• _COMPLETE THE FOLLOWING_:
(a) In the forum exchange about lever efficiency, translate this sentence into Spanish: "Since work is a force acting through a distance, the end result is no change in efficiency at all."
(b) Go on with the forum argument about levers and gear ratios, picking up right after its final sentence.

* begin SELECTED TEXT *

ROTFLMBO!!!!! Gawd you are sure full of funny statements.
If a ratio results in a reduced ability to perform an operation or function
for a given input, the ratio is less efficient.
Lever anaology: the longer the handle side of a lever, the more efficiently
a person can do a job for a given input force.
And changing final drive ratios and adding underdriven transmission ratios
results in greaterr efficiency.
For someone that keeps putting me down you have very little grasp of
reality. Obviously you are set in the ways you were brainwashed into.
Yes, I'm sure correct statements are pretty funny to someone without a
clue about physics.
No, it isn't more efficient at all as you have to move the lever farther
to accomplish the same amount of work on the other end. The longer the
handle the less force is required, but more distance is required in
direct proportion to the reduced force. Since work is a force acting
through a distance, the end result is no change in efficiency at all.

* end SELECTED TEXT *
* begin DATA SECTION *

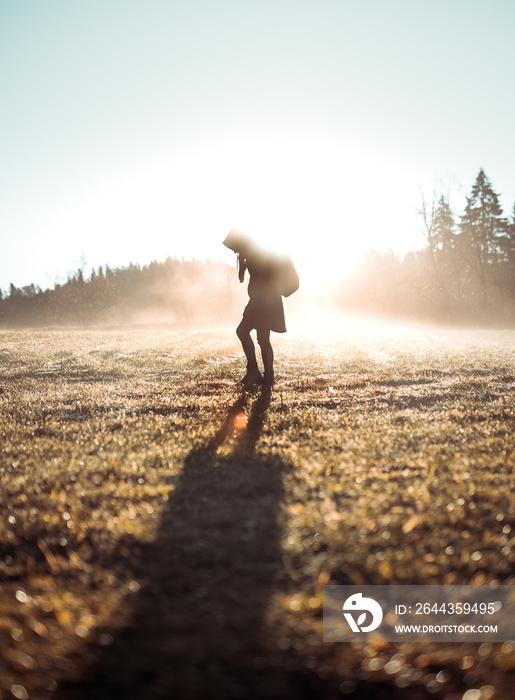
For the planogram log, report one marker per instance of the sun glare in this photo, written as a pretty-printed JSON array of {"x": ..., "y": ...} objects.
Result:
[{"x": 322, "y": 200}]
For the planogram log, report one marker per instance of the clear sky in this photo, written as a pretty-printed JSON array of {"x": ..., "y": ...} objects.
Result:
[{"x": 131, "y": 130}]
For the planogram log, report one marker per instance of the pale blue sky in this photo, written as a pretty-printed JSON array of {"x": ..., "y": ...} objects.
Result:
[{"x": 133, "y": 130}]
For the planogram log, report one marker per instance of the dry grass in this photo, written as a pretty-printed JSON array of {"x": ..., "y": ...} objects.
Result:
[{"x": 163, "y": 536}]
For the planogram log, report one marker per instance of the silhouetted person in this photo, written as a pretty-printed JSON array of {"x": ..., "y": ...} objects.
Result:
[{"x": 265, "y": 310}]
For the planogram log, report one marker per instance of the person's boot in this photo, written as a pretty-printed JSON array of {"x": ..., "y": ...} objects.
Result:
[
  {"x": 269, "y": 379},
  {"x": 252, "y": 378}
]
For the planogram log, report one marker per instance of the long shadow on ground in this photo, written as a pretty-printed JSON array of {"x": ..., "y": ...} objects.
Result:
[{"x": 197, "y": 629}]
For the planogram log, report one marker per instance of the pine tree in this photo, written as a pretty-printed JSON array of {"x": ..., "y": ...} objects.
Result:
[
  {"x": 443, "y": 230},
  {"x": 482, "y": 239}
]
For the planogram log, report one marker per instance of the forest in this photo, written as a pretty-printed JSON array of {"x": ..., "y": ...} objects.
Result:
[{"x": 464, "y": 275}]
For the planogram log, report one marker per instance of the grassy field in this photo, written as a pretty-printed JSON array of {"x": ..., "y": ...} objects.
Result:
[{"x": 163, "y": 535}]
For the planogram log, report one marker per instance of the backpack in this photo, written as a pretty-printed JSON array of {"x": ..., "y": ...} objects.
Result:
[{"x": 288, "y": 277}]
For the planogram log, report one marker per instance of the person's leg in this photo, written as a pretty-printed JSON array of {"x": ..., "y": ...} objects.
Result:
[
  {"x": 267, "y": 354},
  {"x": 253, "y": 375}
]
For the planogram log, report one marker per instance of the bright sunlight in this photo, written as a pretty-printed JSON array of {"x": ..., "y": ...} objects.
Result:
[{"x": 322, "y": 200}]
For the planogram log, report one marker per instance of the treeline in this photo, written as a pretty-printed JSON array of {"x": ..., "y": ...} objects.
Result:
[
  {"x": 174, "y": 291},
  {"x": 464, "y": 275}
]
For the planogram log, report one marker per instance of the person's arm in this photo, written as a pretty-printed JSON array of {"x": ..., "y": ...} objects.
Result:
[{"x": 242, "y": 266}]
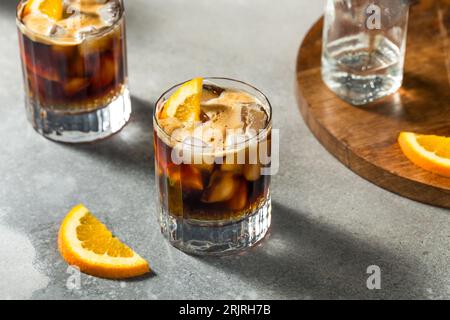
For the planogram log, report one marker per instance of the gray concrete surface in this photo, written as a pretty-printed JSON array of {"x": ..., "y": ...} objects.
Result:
[{"x": 329, "y": 225}]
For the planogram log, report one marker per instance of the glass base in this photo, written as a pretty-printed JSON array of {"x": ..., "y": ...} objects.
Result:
[
  {"x": 206, "y": 238},
  {"x": 83, "y": 127}
]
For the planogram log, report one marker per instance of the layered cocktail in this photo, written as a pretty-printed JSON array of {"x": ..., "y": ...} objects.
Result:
[
  {"x": 75, "y": 68},
  {"x": 212, "y": 151}
]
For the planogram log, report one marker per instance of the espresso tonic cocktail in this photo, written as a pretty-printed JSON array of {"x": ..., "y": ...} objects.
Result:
[
  {"x": 75, "y": 67},
  {"x": 212, "y": 150}
]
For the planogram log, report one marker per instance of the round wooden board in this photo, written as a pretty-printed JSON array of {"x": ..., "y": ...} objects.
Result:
[{"x": 365, "y": 138}]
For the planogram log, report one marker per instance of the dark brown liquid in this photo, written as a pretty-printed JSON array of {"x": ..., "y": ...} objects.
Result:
[
  {"x": 75, "y": 78},
  {"x": 193, "y": 191}
]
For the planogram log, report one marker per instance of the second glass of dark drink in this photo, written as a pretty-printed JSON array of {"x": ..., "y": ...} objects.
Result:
[
  {"x": 75, "y": 67},
  {"x": 212, "y": 158}
]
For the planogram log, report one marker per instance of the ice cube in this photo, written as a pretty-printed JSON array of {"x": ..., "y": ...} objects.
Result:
[
  {"x": 191, "y": 178},
  {"x": 239, "y": 199},
  {"x": 221, "y": 187},
  {"x": 253, "y": 116},
  {"x": 106, "y": 73},
  {"x": 252, "y": 172},
  {"x": 211, "y": 91},
  {"x": 109, "y": 12}
]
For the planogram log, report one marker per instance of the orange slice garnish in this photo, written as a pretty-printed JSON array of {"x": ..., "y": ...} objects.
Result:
[
  {"x": 184, "y": 104},
  {"x": 51, "y": 8},
  {"x": 429, "y": 152},
  {"x": 87, "y": 243}
]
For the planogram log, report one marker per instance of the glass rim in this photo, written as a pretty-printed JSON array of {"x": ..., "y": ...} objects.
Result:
[
  {"x": 22, "y": 27},
  {"x": 261, "y": 134}
]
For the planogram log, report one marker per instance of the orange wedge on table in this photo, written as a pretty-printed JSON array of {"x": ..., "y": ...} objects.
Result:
[
  {"x": 184, "y": 103},
  {"x": 86, "y": 243},
  {"x": 52, "y": 8},
  {"x": 429, "y": 152}
]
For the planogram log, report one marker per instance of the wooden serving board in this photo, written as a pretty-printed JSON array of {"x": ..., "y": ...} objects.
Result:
[{"x": 365, "y": 138}]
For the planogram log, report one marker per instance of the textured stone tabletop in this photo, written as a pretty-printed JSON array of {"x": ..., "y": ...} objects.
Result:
[{"x": 329, "y": 225}]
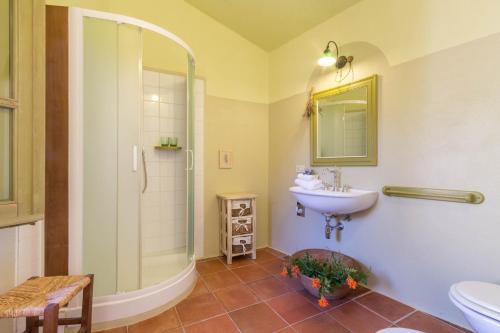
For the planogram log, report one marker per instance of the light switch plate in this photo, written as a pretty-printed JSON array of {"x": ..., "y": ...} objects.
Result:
[
  {"x": 225, "y": 159},
  {"x": 300, "y": 168},
  {"x": 300, "y": 210}
]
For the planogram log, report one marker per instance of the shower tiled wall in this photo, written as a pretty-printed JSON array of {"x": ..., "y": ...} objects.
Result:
[{"x": 164, "y": 202}]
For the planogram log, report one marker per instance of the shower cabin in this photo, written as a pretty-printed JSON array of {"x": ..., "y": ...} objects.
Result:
[{"x": 131, "y": 200}]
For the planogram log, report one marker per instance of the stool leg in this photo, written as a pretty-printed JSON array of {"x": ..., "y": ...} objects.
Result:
[
  {"x": 87, "y": 305},
  {"x": 30, "y": 325},
  {"x": 50, "y": 318}
]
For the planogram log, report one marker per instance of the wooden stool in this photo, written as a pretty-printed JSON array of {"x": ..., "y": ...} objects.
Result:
[{"x": 44, "y": 296}]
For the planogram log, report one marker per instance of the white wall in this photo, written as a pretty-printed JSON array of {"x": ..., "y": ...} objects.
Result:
[
  {"x": 21, "y": 257},
  {"x": 438, "y": 128}
]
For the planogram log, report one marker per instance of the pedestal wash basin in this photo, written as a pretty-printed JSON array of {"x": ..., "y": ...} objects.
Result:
[{"x": 332, "y": 203}]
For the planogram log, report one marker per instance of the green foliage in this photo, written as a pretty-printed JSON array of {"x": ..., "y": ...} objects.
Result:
[{"x": 332, "y": 273}]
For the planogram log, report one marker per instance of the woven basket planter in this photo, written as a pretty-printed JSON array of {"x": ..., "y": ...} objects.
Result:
[{"x": 321, "y": 254}]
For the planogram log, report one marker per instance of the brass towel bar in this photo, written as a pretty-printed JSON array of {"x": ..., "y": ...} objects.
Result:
[
  {"x": 21, "y": 220},
  {"x": 470, "y": 197}
]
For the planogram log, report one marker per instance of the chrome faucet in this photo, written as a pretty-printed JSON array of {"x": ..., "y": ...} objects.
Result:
[{"x": 337, "y": 180}]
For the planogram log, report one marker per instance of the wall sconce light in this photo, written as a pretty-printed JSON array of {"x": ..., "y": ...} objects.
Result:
[{"x": 329, "y": 58}]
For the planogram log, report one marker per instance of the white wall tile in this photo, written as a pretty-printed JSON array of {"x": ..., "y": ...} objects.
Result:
[
  {"x": 151, "y": 93},
  {"x": 165, "y": 200},
  {"x": 166, "y": 95},
  {"x": 150, "y": 78},
  {"x": 167, "y": 125},
  {"x": 166, "y": 81},
  {"x": 151, "y": 124},
  {"x": 151, "y": 108},
  {"x": 167, "y": 110}
]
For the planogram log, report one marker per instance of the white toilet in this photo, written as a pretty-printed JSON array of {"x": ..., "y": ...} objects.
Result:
[
  {"x": 398, "y": 330},
  {"x": 480, "y": 304}
]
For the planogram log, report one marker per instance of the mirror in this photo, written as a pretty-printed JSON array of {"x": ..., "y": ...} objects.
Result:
[{"x": 344, "y": 125}]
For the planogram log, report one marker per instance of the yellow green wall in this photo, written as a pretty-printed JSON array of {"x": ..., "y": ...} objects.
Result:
[
  {"x": 403, "y": 30},
  {"x": 436, "y": 62}
]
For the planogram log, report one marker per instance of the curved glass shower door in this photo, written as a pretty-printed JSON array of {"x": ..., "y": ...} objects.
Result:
[{"x": 137, "y": 195}]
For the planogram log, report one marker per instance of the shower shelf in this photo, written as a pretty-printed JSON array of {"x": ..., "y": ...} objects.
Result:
[{"x": 167, "y": 148}]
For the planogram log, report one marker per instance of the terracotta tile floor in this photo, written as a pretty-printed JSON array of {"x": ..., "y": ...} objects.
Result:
[{"x": 251, "y": 296}]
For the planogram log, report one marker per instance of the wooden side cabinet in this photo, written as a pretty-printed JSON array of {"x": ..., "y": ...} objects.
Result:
[{"x": 238, "y": 224}]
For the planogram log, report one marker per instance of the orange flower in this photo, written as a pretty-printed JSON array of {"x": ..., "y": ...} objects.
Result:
[
  {"x": 295, "y": 271},
  {"x": 351, "y": 282},
  {"x": 315, "y": 283},
  {"x": 323, "y": 302}
]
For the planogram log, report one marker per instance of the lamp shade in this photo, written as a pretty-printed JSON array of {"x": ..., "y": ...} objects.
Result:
[{"x": 327, "y": 59}]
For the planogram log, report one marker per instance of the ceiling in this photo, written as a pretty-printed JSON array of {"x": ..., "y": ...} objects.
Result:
[{"x": 271, "y": 23}]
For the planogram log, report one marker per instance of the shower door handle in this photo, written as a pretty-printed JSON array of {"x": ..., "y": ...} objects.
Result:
[
  {"x": 144, "y": 168},
  {"x": 190, "y": 159},
  {"x": 134, "y": 158}
]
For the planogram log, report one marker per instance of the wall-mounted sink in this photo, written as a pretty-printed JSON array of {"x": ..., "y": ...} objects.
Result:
[{"x": 335, "y": 203}]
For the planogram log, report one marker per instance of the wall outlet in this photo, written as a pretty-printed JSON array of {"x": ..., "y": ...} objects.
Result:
[{"x": 300, "y": 168}]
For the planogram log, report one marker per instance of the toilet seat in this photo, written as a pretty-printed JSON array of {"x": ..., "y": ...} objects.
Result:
[
  {"x": 481, "y": 297},
  {"x": 398, "y": 330}
]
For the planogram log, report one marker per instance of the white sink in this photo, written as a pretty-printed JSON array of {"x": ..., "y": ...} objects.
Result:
[{"x": 335, "y": 203}]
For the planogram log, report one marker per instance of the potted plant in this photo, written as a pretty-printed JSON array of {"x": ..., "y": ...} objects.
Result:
[{"x": 325, "y": 274}]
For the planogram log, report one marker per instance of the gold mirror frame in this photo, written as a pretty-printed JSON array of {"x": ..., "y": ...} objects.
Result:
[{"x": 371, "y": 158}]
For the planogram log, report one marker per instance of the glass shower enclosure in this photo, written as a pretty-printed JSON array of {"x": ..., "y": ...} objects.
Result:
[{"x": 127, "y": 185}]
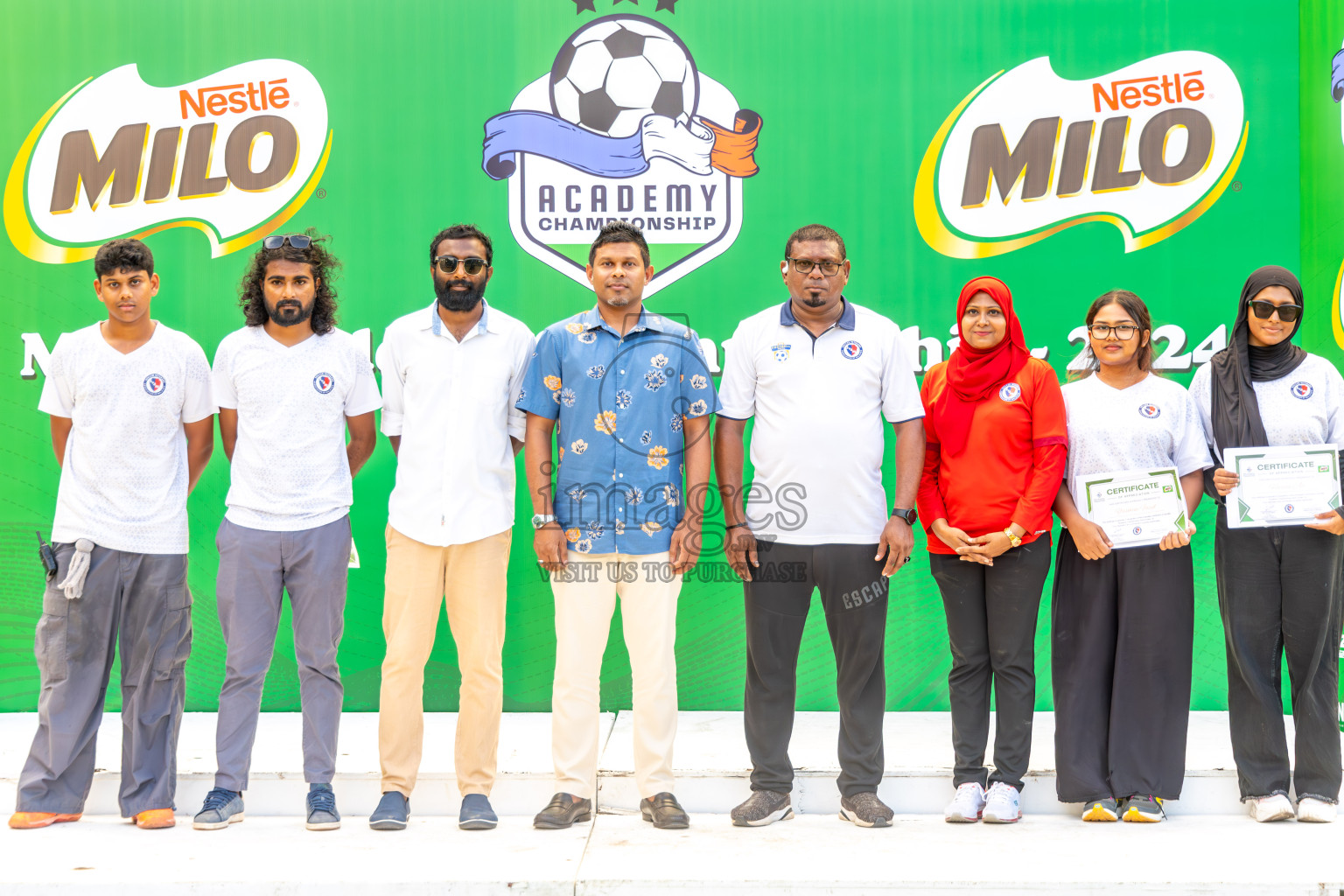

* end DATA SECTION *

• _ANSWERS TO THE EXERCISES_:
(a) Dado que el trabajo es una fuerza que actúa a lo largo de una distancia, el resultado final es que no hay ningún cambio en la eficiencia.

(b)
Since you aren't able to show the math or physics as you several times
claimed you could, here's a really simple example using a lever which
you claim to understand. I won't complicate things with gears, but they
are just two levers touching each other, but that adds a little
complexity and you don't deal well with that.
Definition: Efficiency = work out/work in (the / means "divided by")
Here's a reference simple enough that you should be able to understand
Definition: Work = force * distance (the * means "multiplied by")
Again, here's a pretty simple reference (high school level):
Now we have a lever that is 10 feet long with the fulcrum in the middle.
Let's say we put a 100 lb. weight on one end. If we move the other
end of the lever down by 1 ft we will lift the weight 1 ft. The work
out is the work done on the weight, which is 100 ft-lbs. The work in is
the work done by whatever pushed down on the lever and this is also 100
ft-lbs since we had a force of 100 lbs acting through a distance of 1
ft. Thus the efficiency is 100/100 or 1.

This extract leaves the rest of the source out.